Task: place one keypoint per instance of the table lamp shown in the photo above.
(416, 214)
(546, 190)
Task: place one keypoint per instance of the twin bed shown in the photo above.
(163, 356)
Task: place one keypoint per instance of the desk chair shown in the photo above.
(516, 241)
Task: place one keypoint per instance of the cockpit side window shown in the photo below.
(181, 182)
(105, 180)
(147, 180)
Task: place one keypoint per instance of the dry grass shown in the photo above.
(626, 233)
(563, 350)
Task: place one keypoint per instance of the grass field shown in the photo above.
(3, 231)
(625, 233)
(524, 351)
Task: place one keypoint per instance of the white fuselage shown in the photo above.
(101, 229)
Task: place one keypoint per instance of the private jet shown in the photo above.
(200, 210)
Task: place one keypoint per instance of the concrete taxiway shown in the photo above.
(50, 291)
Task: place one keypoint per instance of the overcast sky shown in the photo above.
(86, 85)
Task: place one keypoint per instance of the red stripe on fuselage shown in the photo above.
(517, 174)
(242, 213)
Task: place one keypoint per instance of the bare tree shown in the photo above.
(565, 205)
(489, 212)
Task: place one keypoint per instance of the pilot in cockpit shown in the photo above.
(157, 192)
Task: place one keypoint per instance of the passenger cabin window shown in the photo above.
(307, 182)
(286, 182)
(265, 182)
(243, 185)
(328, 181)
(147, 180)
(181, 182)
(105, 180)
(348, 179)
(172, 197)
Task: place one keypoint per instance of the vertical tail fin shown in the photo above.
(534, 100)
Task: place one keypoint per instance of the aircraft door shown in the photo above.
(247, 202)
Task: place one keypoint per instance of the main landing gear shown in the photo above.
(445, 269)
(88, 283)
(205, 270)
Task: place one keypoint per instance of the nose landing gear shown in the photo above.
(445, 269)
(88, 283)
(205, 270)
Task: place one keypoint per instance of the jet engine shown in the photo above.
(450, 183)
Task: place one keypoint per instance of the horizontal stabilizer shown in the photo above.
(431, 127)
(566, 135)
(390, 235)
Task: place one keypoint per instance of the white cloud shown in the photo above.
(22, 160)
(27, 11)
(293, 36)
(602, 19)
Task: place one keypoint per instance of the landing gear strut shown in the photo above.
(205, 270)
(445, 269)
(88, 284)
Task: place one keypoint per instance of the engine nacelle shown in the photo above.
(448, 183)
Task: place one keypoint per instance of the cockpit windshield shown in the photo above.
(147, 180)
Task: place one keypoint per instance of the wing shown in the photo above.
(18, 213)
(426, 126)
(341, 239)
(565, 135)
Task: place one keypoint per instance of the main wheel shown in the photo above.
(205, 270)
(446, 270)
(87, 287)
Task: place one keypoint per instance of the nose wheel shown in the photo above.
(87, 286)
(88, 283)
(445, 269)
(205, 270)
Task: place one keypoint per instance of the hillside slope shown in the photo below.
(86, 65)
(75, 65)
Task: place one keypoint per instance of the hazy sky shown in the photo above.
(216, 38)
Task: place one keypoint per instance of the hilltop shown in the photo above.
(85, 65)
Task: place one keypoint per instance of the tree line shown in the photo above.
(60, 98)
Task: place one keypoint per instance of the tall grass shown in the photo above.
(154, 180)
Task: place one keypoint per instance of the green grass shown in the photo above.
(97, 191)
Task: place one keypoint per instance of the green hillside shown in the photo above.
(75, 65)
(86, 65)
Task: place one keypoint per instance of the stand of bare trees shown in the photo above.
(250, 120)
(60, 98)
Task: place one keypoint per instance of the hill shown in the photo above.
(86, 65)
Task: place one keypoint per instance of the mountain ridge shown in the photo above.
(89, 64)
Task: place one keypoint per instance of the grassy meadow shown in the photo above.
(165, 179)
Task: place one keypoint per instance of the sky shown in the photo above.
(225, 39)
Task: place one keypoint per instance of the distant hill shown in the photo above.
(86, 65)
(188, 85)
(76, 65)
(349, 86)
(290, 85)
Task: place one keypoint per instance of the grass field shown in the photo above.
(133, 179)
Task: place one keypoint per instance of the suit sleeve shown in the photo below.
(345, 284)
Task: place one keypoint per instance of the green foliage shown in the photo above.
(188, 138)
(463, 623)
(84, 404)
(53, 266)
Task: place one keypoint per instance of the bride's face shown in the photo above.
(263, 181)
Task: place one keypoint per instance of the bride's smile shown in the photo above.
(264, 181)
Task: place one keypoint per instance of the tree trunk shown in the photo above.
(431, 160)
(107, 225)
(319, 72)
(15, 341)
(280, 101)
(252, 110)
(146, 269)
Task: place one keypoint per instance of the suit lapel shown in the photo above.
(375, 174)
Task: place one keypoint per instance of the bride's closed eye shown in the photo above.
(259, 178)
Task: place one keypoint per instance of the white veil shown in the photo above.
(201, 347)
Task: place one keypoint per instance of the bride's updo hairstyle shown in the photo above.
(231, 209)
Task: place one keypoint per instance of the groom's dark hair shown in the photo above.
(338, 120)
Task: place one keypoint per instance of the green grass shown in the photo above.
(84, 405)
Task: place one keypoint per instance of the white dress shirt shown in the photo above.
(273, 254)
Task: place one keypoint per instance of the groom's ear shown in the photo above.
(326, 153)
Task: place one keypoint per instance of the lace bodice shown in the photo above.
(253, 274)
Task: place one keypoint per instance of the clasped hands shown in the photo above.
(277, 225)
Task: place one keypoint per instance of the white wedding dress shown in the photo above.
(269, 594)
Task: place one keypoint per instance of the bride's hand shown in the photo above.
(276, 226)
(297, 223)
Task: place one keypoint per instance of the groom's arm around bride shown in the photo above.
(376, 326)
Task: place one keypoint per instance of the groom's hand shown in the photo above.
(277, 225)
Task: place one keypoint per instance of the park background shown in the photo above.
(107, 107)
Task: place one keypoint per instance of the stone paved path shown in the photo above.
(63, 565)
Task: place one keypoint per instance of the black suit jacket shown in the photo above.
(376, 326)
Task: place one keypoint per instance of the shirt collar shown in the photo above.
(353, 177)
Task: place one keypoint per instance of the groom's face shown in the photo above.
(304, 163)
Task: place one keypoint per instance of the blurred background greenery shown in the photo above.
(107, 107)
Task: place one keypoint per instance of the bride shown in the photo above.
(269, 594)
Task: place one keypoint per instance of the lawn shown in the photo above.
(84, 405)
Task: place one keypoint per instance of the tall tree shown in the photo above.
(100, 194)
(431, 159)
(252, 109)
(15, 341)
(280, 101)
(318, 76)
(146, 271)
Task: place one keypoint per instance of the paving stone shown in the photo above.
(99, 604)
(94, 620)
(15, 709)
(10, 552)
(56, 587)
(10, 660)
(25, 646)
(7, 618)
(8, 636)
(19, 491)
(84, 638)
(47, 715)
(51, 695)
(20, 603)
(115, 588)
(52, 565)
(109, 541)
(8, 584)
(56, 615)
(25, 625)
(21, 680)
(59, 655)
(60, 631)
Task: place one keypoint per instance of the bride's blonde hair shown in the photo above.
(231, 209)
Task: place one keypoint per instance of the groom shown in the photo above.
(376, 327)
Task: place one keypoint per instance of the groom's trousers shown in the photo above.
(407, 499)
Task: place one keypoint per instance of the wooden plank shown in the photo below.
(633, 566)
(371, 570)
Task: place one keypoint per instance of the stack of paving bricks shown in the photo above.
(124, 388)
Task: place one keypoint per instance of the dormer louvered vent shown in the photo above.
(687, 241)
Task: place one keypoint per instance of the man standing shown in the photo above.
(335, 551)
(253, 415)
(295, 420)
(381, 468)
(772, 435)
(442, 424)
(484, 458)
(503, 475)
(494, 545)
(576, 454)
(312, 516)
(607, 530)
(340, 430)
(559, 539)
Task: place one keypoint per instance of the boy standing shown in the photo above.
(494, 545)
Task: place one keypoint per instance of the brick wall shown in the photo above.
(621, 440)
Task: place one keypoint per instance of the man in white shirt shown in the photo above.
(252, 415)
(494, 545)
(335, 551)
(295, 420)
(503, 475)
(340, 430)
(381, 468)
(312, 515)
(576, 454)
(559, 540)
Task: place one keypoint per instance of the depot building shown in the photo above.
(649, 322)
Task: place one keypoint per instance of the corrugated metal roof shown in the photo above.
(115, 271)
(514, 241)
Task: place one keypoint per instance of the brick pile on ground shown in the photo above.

#####

The only output should be the lines from the one containing "Task: place one keypoint per instance of the depot" through the final line of the material above, copied exactly.

• _EXERCISE OUTPUT_:
Task: place one keypoint per instance of the depot building shown in the photo above.
(649, 322)
Task: place one keypoint per instance of the corrugated metal roof shown in the photo above.
(115, 271)
(514, 241)
Task: place one keypoint per instance of the brick pile on ground shown in the photo above.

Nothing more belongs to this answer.